It explored, briefly – it’s a huge subject – why political corruption and clerical child abuse lay undiscovered or ignored by journalists for decades, giving the broad explanation of an imbedded culture of deference to the church and the political establishment.

The programme’s own scoop was getting Peter Murphy, the 39-year-old son of Bishop Eamon Casey – it’s hard to deny that, now: he’s the image of him – and Annie Murphy, on camera. Nearly a quarter of a century later, and with all that has been revealed since, it seems nearly quaint that when The Irish Times broke the story about a bishop fathering a child it was truly shocking. What elevated this lively programme from a “reeling in the print years” look back were its interviews with some of the journalists involved in the many stories, including Eamon Dunphy, Olivia O’Leary, Ann Harris, Brenda Power and Conor O’Clery. There were a lot of scoops and scandals to cram in – and many left out, too; if anything, the first episode of Print and Be Damned tried to do too much. Still, at a time when there’s a knee-jerk response to blame “the meeja” for just about everything, and to sound the death knell of newsprint, this was an easy-to-digest reminder of the value of good journalism.

Some of the newspaper scoops showed that truth can be stranger than fiction, but Southcliffe (Sunday and Monday), Channel 4’s new drama, was so chillingly close to real events that it came with helpline information for viewers who may have been affected by it. It’s very good, eerily real and authentic, probably because the killing sprees in Hungerford and Cumbria are still fresh in the memory.

The first murder in Southcliffe, the unremarkable (fictitious) English town, happens in the first scene. On a wintry morning an elderly woman is in her garden when there’s a bang; she looks up, and then down at the rapidly spreading bloodstain on her floral blouse, and in the distance we see a figure run off. From then on, writer Tony Grisoni and director Sean Durkin mercilessly play with the viewer, shifting between the past and the day of the shooting spree. They change the point of view to introduce characters who we immediately fear will meet a grisly end or spend a damaged lifetime coming to terms with the horrific day. And they snap between moods, from raucous good times in the pub to the desperately sad scenes of the shooter, Stephen (Sean Harris), caring for his demented mother.

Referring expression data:
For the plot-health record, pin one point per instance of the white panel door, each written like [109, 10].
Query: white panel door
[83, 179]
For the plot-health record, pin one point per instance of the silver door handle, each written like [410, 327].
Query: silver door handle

- [EXPLORE THE MATERIAL]
**a)** For each statement, say whether it agrees with the television review, answering yes or no and quoting the words of the review that decide it: (i) Southcliffe is a Channel 4 drama; (ii) the first murder in Southcliffe happens in the final scene; (iii) Peter Murphy is 39 years old.
**b)** Pick up the television review after its last sentence and continue it.
The lines are not needed for this exercise.

- [ANSWERS TO THE EXERCISE]
**a)**
(i) Yes: "Southcliffe (Sunday and Monday), Channel 4’s new drama"
(ii) No: "The first murder in Southcliffe, the unremarkable (fictitious) English town, happens in the first scene."
(iii) Yes: "Peter Murphy, the 39-year-old son of Bishop Eamon Casey"

**b)**
It’s a quiet drama with no extraneous mood music, while a grey mist envelops the town like a damp blanket, keeping the horror contained. In real life, in the wake of one of these shooting sprees, there’s an attempt to find out why. Southcliffe is doing that too by delving into the shooter’s life as a lonely fantasist, but we’ll have an impatient wait for episodes three and four to see if it fully succeeds.

Make Me a German (BBC Two, Tuesday) sounds like a craft kit for despairing eurocrats – after all, we wouldn’t be in this mess if we all behaved like thrifty, law-abiding, hard-working Germans. Or would we? For this quirky and entertaining documentary, the London-based journalist Justin Rowlatt and his wife, Bee, spent time living like a typical – okay, stereotypical – German family in Nuremberg. He worked in a pencil factory while she stayed at home, like most mothers, looking after her small children. The German word for working mother translates as a raven – a bird that abandons its young – so there’s little ambiguity in attitude there.

Stand-out differences in cultures included the workplace – no chatting or personal phone calls – and the policeman calling around to explain that their children were too noisy on Sunday mornings and that there are laws against that sort of thing. Bee liked the €159-a-month kindergarten but was horrified by the four and a half hours a day she was supposed to spend cleaning, like the average German hausfrau. That sounds like too high a price for economic stability, if you ask me.